### Required action 1
In the emergency department text, which four databases were searched for relevant studies?
### Required action 2
From the emergency department text, return the passage starting at "The primary objective" and ending at "two independent reviewers.", copied word for word.

Overcrowding in the emergency department (ED) is associated with increased morbidity and mortality. Studies have shown that consultation to decision time, defined as the time when a consultation has been accepted by a specialty service to the time when disposition decision is made, is one important contributor to the overall length of stay in the ED.

The primary objective of this review is to evaluate the impact of workflow interventions on consultation to decision time and ED length of stay in patients referred to consultant services in teaching centres, and to identify barriers to reducing consultation to decision time.

Methods

This systematic review was performed in accordance with the PRISMA guidelines. An electronic search was conducted to identify relevant studies from MEDLINE, EMBASE, Cochrane Central, and CINAHL databases. Study screening, data extraction, and quality assessment were carried out by two independent reviewers.

### Dataset content
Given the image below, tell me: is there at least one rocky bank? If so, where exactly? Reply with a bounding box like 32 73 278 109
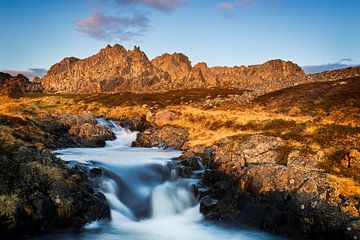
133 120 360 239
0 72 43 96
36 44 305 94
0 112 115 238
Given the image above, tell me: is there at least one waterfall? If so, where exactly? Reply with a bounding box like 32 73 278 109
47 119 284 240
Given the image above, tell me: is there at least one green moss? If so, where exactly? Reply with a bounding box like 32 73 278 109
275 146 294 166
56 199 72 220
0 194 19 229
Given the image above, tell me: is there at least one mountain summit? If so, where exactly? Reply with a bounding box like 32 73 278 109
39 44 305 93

==

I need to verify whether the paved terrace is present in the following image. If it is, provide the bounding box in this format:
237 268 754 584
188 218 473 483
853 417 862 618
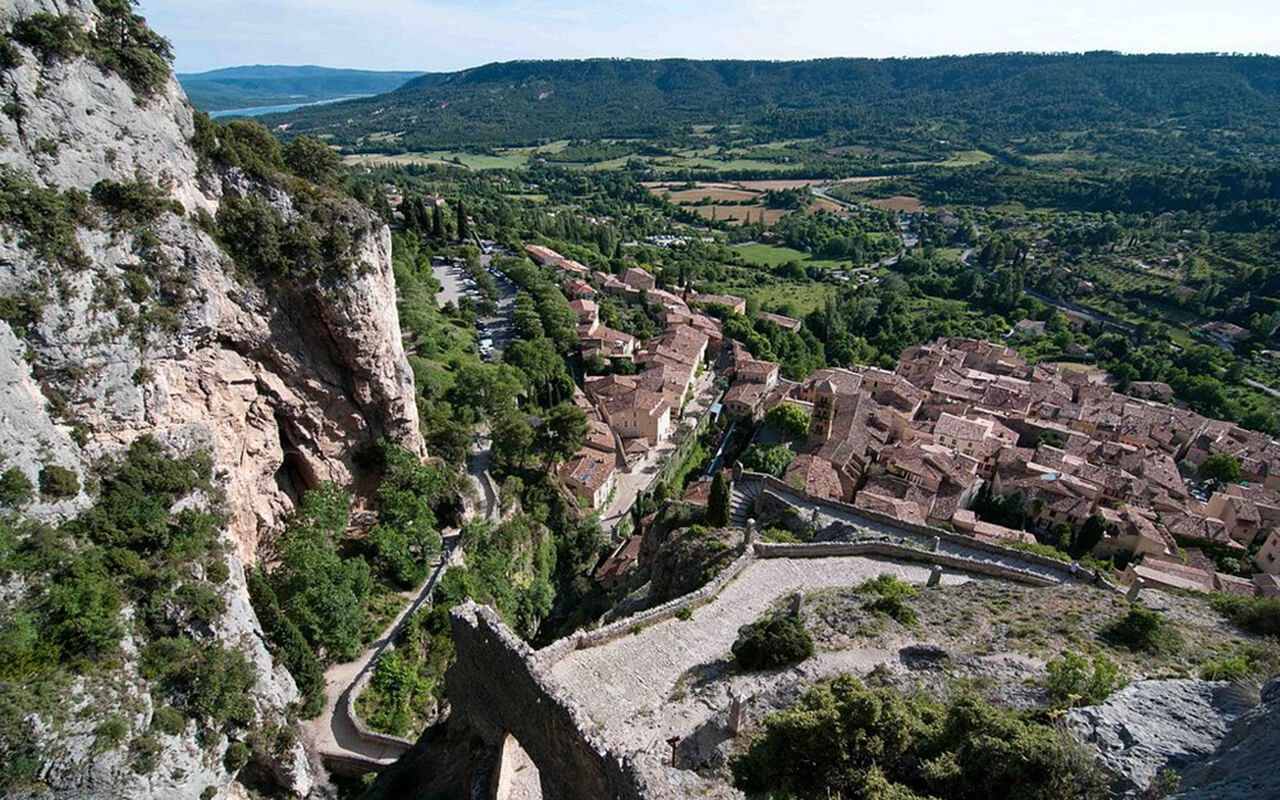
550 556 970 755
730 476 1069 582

==

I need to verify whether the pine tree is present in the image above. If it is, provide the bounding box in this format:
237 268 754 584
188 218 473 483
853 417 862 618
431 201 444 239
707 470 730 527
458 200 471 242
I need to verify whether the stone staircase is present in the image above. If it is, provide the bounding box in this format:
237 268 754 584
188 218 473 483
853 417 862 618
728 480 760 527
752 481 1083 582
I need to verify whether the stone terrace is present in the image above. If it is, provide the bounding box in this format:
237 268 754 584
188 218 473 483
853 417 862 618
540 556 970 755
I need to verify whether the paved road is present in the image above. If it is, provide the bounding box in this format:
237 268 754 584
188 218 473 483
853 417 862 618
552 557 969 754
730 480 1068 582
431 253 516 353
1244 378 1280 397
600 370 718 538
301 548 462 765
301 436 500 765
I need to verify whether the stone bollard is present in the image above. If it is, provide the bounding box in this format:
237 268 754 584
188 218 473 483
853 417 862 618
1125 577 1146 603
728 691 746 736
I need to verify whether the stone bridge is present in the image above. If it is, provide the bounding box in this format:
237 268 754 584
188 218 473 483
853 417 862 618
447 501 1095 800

### Answer box 1
MEDLINE, EMBASE, Cochrane Central, and CINAHL.

### Answer box 2
The primary objective of this review is to evaluate the impact of workflow interventions on consultation to decision time and ED length of stay in patients referred to consultant services in teaching centres, and to identify barriers to reducing consultation to decision time.

Methods

This systematic review was performed in accordance with the PRISMA guidelines. An electronic search was conducted to identify relevant studies from MEDLINE, EMBASE, Cochrane Central, and CINAHL databases. Study screening, data extraction, and quality assessment were carried out by two independent reviewers.